Every line below is to be quoted exactly, with nothing added or dropped.
╭─ Records for this task
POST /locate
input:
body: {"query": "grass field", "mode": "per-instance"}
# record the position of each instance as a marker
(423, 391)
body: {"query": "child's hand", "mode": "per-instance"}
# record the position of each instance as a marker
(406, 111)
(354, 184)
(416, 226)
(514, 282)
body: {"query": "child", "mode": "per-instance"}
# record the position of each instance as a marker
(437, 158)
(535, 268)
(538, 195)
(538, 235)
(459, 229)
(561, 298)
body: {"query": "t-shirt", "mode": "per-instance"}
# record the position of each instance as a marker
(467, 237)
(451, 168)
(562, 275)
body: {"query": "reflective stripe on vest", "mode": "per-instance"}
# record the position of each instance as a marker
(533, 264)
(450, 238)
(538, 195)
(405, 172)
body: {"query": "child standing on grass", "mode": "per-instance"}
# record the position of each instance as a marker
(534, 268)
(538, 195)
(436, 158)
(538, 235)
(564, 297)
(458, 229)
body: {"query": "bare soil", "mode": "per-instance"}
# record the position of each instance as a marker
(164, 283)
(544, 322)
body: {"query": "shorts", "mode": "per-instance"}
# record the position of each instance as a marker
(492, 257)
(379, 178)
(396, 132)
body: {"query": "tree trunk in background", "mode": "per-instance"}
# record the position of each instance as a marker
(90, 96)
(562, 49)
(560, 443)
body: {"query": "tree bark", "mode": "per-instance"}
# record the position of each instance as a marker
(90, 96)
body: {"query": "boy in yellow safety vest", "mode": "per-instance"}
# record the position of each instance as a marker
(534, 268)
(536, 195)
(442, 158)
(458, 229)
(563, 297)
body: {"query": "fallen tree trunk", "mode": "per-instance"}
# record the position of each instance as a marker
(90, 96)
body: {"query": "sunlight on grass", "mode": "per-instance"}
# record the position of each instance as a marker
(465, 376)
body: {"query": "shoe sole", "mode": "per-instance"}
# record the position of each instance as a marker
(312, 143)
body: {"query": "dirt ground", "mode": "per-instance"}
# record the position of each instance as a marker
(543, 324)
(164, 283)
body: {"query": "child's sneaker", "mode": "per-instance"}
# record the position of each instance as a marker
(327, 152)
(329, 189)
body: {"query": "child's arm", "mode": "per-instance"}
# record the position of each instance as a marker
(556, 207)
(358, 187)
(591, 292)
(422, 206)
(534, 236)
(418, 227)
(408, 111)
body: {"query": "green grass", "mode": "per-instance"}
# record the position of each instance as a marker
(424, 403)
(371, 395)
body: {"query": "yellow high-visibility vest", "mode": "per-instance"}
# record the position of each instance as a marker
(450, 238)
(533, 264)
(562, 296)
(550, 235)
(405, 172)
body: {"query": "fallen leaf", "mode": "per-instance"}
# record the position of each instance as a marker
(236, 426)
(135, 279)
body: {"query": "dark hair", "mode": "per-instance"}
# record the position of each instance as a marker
╰─
## Completed task
POST /locate
input:
body: {"query": "grass field", "mode": "per-instance"}
# record the position of each instance as a marker
(423, 391)
body: {"query": "child's hand", "mode": "per-instance"}
# record the position of each instance as a marker
(406, 111)
(354, 184)
(416, 226)
(514, 282)
body: {"query": "child", "mode": "per-instance"}
# record the position of each instance as a marker
(437, 158)
(535, 268)
(538, 195)
(538, 235)
(459, 229)
(561, 298)
body: {"query": "t-shirt", "mode": "per-instance"}
# record the position of each instance as a marker
(467, 237)
(451, 168)
(562, 275)
body: {"query": "reflective stripe on vest", "mode": "per-instance"}
# record the position of each instance as a marker
(533, 264)
(450, 238)
(538, 195)
(405, 172)
body: {"query": "child standing on grass", "mode": "per-instance"}
# record the position of each instance as a marker
(534, 268)
(538, 195)
(436, 158)
(538, 235)
(564, 297)
(458, 229)
body: {"query": "bare soil", "mode": "per-instance"}
# record the position of each instance as a marker
(164, 283)
(544, 322)
body: {"query": "shorts", "mode": "per-instance"}
# record the position of each instance as a marker
(492, 257)
(379, 178)
(396, 132)
body: {"query": "tree trunk in background", "mode": "per-instance"}
# record the position of each instance as a marker
(90, 96)
(562, 49)
(560, 443)
body: {"query": "tree bark", "mode": "per-instance"}
# record the position of each instance as a marker
(90, 96)
body: {"query": "boy in yellow safety vest", "mode": "per-instance"}
# record the position of each instance as a marker
(534, 268)
(536, 195)
(442, 158)
(458, 229)
(563, 297)
body: {"query": "fallen tree trunk", "mode": "per-instance"}
# record the position of each instance as a marker
(90, 96)
body: {"query": "sunlight on grass", "mode": "per-instance"}
# record the position of each instance as a marker
(465, 376)
body: {"query": "shoe sole", "mode": "per-instance"}
# record the position of each instance as a marker
(312, 143)
body: {"query": "dirt ground", "mode": "per-instance"}
# record the position of each instance as a marker
(543, 324)
(164, 283)
body: {"query": "child's sneaker", "mode": "per-instance"}
# record the position of each instance as a marker
(327, 152)
(329, 189)
body: {"query": "child's arm", "mode": "per-instance"}
# record the position of each instance as a marker
(556, 207)
(358, 187)
(591, 292)
(422, 206)
(534, 236)
(418, 227)
(408, 111)
body: {"query": "green grass", "mode": "per-instance"}
# record the position of each instance as a marker
(424, 403)
(371, 395)
body: {"query": "yellow high-visibility vest", "mode": "per-instance"}
# record the position of each instance as a marker
(450, 238)
(533, 264)
(562, 296)
(550, 235)
(405, 172)
body: {"query": "fallen leaf", "mode": "per-instance"}
# record the position of each instance as a marker
(236, 426)
(135, 279)
body: {"query": "dark hair", "mode": "per-instance"}
# record the position of each instance as a marker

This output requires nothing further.